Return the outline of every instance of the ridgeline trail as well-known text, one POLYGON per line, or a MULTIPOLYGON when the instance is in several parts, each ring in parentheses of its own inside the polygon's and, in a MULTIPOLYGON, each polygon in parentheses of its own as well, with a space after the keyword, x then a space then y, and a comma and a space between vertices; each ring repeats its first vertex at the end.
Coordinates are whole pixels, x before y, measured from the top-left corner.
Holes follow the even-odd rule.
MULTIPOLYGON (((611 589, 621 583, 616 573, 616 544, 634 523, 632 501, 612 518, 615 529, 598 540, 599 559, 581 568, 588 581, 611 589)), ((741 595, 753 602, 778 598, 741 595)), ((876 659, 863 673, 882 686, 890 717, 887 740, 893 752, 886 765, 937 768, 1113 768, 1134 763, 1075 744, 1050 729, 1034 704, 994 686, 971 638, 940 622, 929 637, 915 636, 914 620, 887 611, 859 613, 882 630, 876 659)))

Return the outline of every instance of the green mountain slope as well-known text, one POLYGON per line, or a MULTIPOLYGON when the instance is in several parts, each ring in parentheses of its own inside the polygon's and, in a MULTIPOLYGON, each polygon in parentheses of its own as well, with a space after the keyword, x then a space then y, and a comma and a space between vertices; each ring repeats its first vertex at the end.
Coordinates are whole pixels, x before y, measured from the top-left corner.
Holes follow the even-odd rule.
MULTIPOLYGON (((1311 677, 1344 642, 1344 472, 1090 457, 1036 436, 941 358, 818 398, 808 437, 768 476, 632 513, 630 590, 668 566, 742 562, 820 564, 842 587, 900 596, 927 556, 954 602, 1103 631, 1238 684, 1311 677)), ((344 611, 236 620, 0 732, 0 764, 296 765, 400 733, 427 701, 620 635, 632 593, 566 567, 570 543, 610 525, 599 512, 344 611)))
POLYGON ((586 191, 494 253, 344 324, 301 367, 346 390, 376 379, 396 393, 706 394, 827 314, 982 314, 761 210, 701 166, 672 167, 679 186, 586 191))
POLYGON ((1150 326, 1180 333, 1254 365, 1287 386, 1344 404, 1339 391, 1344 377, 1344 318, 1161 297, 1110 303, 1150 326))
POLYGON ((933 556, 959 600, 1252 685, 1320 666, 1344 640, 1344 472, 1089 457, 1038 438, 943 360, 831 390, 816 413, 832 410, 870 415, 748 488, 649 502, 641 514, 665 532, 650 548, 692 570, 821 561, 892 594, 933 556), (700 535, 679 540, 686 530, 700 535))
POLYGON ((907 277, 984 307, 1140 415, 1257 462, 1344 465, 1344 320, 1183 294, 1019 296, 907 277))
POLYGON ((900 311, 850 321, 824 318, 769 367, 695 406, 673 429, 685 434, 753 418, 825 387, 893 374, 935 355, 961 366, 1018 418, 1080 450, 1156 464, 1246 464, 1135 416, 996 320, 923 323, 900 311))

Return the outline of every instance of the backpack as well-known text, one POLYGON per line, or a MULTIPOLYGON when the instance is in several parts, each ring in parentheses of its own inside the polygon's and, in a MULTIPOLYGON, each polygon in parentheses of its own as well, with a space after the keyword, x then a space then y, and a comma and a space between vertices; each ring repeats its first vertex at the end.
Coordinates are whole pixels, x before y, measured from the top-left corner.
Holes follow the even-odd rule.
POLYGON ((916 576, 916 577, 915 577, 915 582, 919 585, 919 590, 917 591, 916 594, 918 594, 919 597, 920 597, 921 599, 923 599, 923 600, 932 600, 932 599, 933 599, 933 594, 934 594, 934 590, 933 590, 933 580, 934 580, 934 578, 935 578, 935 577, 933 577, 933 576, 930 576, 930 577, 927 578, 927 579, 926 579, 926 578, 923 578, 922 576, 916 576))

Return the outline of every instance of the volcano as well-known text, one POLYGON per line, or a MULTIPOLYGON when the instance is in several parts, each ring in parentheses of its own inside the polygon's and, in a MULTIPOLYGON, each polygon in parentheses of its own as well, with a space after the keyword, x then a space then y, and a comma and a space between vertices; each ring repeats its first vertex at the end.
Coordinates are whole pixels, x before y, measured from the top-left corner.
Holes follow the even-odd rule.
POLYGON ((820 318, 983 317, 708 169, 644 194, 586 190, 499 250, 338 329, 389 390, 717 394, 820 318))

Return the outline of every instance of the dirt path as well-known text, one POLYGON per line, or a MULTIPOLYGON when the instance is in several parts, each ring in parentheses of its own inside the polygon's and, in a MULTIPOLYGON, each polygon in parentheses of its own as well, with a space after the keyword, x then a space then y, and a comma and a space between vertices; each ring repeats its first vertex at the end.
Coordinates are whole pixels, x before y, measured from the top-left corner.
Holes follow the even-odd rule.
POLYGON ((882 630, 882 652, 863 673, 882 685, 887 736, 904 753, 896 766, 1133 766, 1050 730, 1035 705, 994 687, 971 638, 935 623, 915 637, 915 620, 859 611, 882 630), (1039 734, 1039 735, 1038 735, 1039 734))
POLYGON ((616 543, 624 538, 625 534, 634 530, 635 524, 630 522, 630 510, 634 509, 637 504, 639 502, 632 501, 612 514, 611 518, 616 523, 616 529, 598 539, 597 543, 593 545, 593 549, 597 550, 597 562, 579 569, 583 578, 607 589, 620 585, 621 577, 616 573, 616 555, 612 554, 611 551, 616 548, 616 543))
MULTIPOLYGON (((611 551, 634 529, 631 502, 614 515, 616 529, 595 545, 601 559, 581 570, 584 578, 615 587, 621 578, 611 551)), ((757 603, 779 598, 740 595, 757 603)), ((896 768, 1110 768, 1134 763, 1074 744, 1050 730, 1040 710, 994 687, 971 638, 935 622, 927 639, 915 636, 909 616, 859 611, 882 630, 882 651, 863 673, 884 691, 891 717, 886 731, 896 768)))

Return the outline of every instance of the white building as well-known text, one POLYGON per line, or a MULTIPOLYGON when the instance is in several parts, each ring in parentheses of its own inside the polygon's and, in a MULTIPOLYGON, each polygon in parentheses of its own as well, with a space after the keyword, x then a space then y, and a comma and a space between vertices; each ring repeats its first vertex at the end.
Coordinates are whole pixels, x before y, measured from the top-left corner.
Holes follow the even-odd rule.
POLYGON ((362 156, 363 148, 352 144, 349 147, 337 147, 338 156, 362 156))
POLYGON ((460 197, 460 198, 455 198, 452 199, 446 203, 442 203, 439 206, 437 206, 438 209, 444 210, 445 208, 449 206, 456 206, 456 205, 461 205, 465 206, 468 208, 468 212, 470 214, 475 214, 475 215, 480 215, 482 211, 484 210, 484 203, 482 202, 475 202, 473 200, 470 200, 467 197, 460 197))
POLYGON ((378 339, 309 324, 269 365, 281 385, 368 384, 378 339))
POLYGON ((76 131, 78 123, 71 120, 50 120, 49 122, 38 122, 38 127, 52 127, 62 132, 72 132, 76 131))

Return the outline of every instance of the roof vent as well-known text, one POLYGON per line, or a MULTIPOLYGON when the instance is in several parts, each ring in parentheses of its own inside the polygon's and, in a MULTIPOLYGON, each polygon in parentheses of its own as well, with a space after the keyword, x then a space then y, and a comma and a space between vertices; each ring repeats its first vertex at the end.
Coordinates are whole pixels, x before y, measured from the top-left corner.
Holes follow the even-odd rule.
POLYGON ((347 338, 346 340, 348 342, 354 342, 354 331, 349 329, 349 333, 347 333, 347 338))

▶ [The task]: Transcribe the material in full; every line must match exactly.

▶ [Response to the task]:
Return the outline of every instance of the ridgeline trail as well-known text, one POLYGON per line, or a MULTIPOLYGON when the instance is in several parts, each ring in parentheses of its own inside the polygon's and, in a MULTIPOLYGON, each polygon in parentheses of its own as well, with a space after the keyword, x then a space then y, and a comma and a space between vertices; each ring repeats its first vertex at the end.
Coordinates are whole pixels, x before y, measured from the top-left corner.
Holes follow the even-odd rule.
MULTIPOLYGON (((611 589, 621 583, 616 573, 616 544, 634 523, 632 501, 612 518, 615 529, 598 540, 599 559, 581 568, 588 581, 611 589)), ((741 595, 753 602, 778 598, 741 595)), ((876 659, 863 673, 882 686, 890 717, 887 740, 893 752, 886 765, 937 768, 1113 768, 1134 763, 1075 744, 1050 729, 1034 704, 994 686, 971 638, 940 622, 929 637, 915 636, 914 620, 887 611, 859 613, 882 630, 876 659)))

Return the outline of every instance of the green mountain slope as well-known text, one POLYGON per line, or a MULTIPOLYGON when the instance is in several parts, each ring in parentheses of its own inside the polygon's and, in a MULTIPOLYGON, each polygon in parentheses of its own as well, with a space after the keyword, x then a space then y, and a comma and a space between vertices; each ring repeats its first vertex at the end.
Coordinates are whole pixels, x before y, measured from the top-left corner.
Holes follow the even-odd rule.
MULTIPOLYGON (((1311 677, 1344 642, 1344 472, 1090 457, 1036 436, 941 358, 818 398, 808 437, 768 476, 632 513, 630 590, 668 566, 742 562, 820 564, 842 587, 900 596, 927 556, 954 602, 1103 631, 1238 684, 1311 677)), ((344 611, 236 620, 0 732, 0 764, 296 765, 400 733, 427 701, 620 635, 632 593, 566 567, 570 543, 610 525, 599 512, 344 611)))
POLYGON ((586 191, 494 253, 344 324, 301 367, 346 390, 376 379, 396 393, 706 394, 827 314, 982 314, 761 210, 701 166, 672 167, 679 186, 586 191))
POLYGON ((1150 326, 1180 333, 1254 365, 1287 386, 1344 404, 1339 391, 1344 377, 1344 318, 1161 297, 1110 303, 1150 326))
POLYGON ((933 556, 959 600, 1252 685, 1320 666, 1344 640, 1344 472, 1089 457, 1038 438, 943 360, 831 390, 816 413, 832 410, 870 415, 748 488, 649 502, 641 514, 665 532, 650 548, 692 570, 821 561, 892 594, 933 556), (700 535, 679 540, 686 530, 700 535))
POLYGON ((907 277, 984 307, 1140 415, 1257 462, 1344 465, 1344 320, 1183 294, 1019 296, 907 277))
POLYGON ((900 311, 850 321, 824 318, 769 367, 695 406, 673 429, 685 434, 753 418, 825 387, 893 374, 935 355, 961 366, 1018 418, 1080 450, 1156 464, 1246 464, 1135 416, 996 320, 923 323, 900 311))

Return the outline of every instance of the backpack as well-known text, one POLYGON per line, or a MULTIPOLYGON when the instance is in several parts, each ring in parentheses of its own inside the polygon's and, in a MULTIPOLYGON, each polygon in parentheses of its own as well, with a space after the keyword, x then a space then y, and a comma and a space between vertices; each ring repeats its first vertex at the end.
Coordinates are whole pixels, x before y, measured from the top-left corner.
Holes follow the even-odd rule.
POLYGON ((916 576, 916 577, 915 577, 915 582, 919 585, 919 590, 917 591, 916 594, 918 594, 919 597, 920 597, 921 599, 923 599, 923 600, 932 600, 932 599, 933 599, 933 594, 934 594, 934 590, 933 590, 933 580, 934 580, 934 578, 935 578, 935 577, 933 577, 933 576, 930 576, 930 577, 927 578, 927 579, 926 579, 926 578, 923 578, 922 576, 916 576))

Return the outline of every instance of the volcano as well-known text, one POLYGON per line, or a MULTIPOLYGON when the instance is in several parts, each ring in parentheses of its own inside the polygon's and, in a MULTIPOLYGON, each polygon in parentheses of its own as well, with a space after the keyword, x then a space then y, and a comma and a space between vertices; each ring repeats its first vertex at the end.
Coordinates are whole pixels, x before y, measured from the top-left corner.
Holes follow the even-odd rule.
POLYGON ((820 318, 983 317, 708 169, 644 194, 586 190, 499 250, 338 329, 389 390, 717 394, 820 318))

Return the outline of every instance of the dirt path as well-known text, one POLYGON per line, or a MULTIPOLYGON when the instance is in several parts, each ring in parentheses of its own inside the polygon's and, in a MULTIPOLYGON, each polygon in parentheses of its own as well, with a space after the keyword, x then a space then y, and a comma and a space between vertices; each ring repeats its first vertex at the end.
Coordinates are whole pixels, x before y, measured from the top-left corner.
Holes follow the even-odd rule.
POLYGON ((882 630, 882 652, 863 673, 882 685, 887 736, 904 753, 896 766, 1133 766, 1050 730, 1035 705, 994 687, 971 638, 935 623, 915 637, 915 620, 859 611, 882 630), (1039 734, 1039 735, 1038 735, 1039 734))
POLYGON ((616 543, 624 538, 625 534, 634 530, 635 524, 630 522, 630 510, 634 509, 637 504, 639 502, 632 501, 612 514, 611 518, 616 523, 616 529, 598 539, 597 543, 593 545, 593 549, 597 550, 597 562, 579 569, 583 578, 607 589, 620 585, 621 577, 616 573, 616 555, 612 554, 611 551, 616 548, 616 543))
MULTIPOLYGON (((611 551, 634 529, 631 502, 614 515, 616 529, 595 545, 601 559, 581 570, 584 578, 615 587, 621 578, 611 551)), ((757 603, 779 598, 740 595, 757 603)), ((896 768, 1110 768, 1134 763, 1074 744, 1050 730, 1040 710, 994 687, 971 638, 935 622, 927 639, 915 636, 909 616, 859 611, 882 630, 882 651, 863 673, 884 691, 891 717, 886 731, 896 768)))

Return the outline of every instance of the white building as well-known text, one POLYGON per line, or a MULTIPOLYGON when the instance is in several parts, each ring in parentheses of its own inside the polygon's and, in a MULTIPOLYGON, each polygon in parentheses of its own as well, with a space after the keyword, x then a space then y, and a comma and a space between vertices; each ring repeats its first vertex at the end.
Coordinates are whole pixels, x before y, measured from the top-left corner.
Holes follow the even-odd rule.
POLYGON ((362 156, 363 148, 352 144, 349 147, 337 147, 338 156, 362 156))
POLYGON ((460 197, 460 198, 455 198, 452 199, 446 203, 442 203, 439 206, 437 206, 438 209, 444 210, 445 208, 449 206, 456 206, 456 205, 461 205, 465 206, 468 208, 468 212, 470 214, 475 214, 475 215, 480 215, 482 211, 484 210, 484 203, 482 202, 475 202, 473 200, 470 200, 467 197, 460 197))
POLYGON ((378 339, 309 324, 269 365, 281 385, 368 384, 378 339))
POLYGON ((76 131, 78 123, 71 120, 50 120, 49 122, 38 122, 38 127, 52 127, 62 132, 72 132, 76 131))

Return the outline of every instance of the roof vent as well-known text, one POLYGON per line, or a MULTIPOLYGON when the instance is in several parts, each ring in parentheses of its own inside the polygon's and, in a MULTIPOLYGON, each polygon in parentheses of its own as well, with a space after the keyword, x then a space then y, and a comma and a space between vertices; each ring repeats its first vertex at the end.
Coordinates are whole pixels, x before y, measured from the top-left corner.
Holes follow the even-odd rule.
POLYGON ((347 338, 346 340, 348 342, 354 342, 354 331, 349 329, 349 333, 347 333, 347 338))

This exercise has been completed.